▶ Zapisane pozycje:
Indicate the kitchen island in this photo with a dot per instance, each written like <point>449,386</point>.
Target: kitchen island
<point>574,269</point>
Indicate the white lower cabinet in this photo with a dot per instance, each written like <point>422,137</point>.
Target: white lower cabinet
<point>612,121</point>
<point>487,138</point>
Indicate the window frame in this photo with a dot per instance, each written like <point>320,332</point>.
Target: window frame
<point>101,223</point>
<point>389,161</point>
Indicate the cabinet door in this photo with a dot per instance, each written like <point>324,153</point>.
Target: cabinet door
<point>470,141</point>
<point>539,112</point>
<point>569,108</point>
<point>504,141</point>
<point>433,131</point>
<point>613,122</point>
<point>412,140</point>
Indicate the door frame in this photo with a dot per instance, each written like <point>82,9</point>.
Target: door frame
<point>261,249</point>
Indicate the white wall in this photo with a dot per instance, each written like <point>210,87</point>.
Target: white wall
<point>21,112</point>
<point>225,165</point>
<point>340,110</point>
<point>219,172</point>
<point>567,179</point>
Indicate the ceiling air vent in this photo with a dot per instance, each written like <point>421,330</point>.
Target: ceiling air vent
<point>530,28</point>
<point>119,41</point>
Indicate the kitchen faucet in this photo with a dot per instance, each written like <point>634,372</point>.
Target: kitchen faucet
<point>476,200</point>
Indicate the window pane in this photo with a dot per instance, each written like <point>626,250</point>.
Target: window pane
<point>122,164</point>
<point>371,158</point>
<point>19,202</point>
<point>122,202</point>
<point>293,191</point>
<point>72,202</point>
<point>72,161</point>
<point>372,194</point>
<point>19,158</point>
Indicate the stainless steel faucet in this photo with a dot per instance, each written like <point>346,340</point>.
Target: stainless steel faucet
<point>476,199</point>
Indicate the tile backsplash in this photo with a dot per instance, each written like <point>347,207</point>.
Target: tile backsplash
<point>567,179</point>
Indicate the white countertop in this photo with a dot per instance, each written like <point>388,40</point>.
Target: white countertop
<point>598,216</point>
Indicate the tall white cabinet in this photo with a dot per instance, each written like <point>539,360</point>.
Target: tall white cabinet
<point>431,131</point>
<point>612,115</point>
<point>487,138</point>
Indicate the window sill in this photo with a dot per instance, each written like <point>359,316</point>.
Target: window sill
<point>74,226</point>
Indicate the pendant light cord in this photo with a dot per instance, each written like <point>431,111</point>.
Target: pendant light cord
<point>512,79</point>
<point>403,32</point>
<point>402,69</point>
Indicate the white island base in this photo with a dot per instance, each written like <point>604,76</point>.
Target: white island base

▶ POLECENIE: Zastąp w powyższych rekordach każde wystąpienie "window frame" wyrażeniem "window casing" i przepisz je w całości, nie zmieniając niczego poza tym.

▶ ODPOWIEDŹ:
Indicate the kitchen island in this photo with a dot per instance, each written like <point>449,386</point>.
Target: kitchen island
<point>574,269</point>
Indicate the white lower cabinet in this photo with a dot per instance, each written like <point>422,137</point>.
Target: white lower cabinet
<point>612,121</point>
<point>487,138</point>
Indicate the window casing in this photo with a dot per instance, each written like <point>320,332</point>.
Target: window casing
<point>101,223</point>
<point>389,161</point>
Indicate the cabinet door in this photo with a dot per instance, each written like <point>324,153</point>.
Target: cabinet door
<point>470,141</point>
<point>539,112</point>
<point>569,108</point>
<point>504,141</point>
<point>433,131</point>
<point>613,122</point>
<point>412,140</point>
Indicate the door frame in this photo with a dot per instance, each written like <point>82,9</point>.
Target: door frame
<point>261,249</point>
Indicate the white wall in this photo with a dot per instance, each written like <point>210,87</point>.
Target: white wall
<point>21,112</point>
<point>225,165</point>
<point>340,110</point>
<point>219,172</point>
<point>567,179</point>
Indicate the ceiling air vent in this photo with a dot per instance, each written like <point>421,330</point>.
Target: ceiling air vent
<point>530,28</point>
<point>119,41</point>
Indicate the kitchen faucet in this photo with a dot per instance, each written like <point>634,372</point>.
Target: kitchen faucet
<point>476,200</point>
Indicate the window pane in this photo with a dot per instance, each written like <point>626,250</point>.
Target: window pane
<point>122,164</point>
<point>371,158</point>
<point>19,202</point>
<point>122,202</point>
<point>293,191</point>
<point>72,202</point>
<point>72,161</point>
<point>372,194</point>
<point>19,158</point>
Indicate the stainless steel faucet in this photo with a dot per instance, each written like <point>346,340</point>.
Target: stainless steel faucet
<point>476,199</point>
Indicate the tile backsplash in this photo with a dot per instance, each written like <point>347,207</point>.
Target: tile backsplash
<point>567,179</point>
Indicate the white countertop in this photo with a dot per instance, each written like <point>388,40</point>.
Target: white countertop
<point>598,216</point>
Indicate the tall white cabinet in this photo with a dot per instance, each written like <point>539,360</point>.
Target: tall white cabinet
<point>431,131</point>
<point>612,115</point>
<point>487,138</point>
Indicate the window sill in this photo with a dot per instance, each written like <point>359,316</point>.
Target: window sill
<point>74,226</point>
Indicate the pendant light cord in this photo with a dot per instance, each written like <point>431,111</point>.
Target: pendant light cord
<point>512,79</point>
<point>403,32</point>
<point>402,69</point>
Indicate the white island base in this photo with a dot per instance, each written like <point>604,76</point>.
Target: white island base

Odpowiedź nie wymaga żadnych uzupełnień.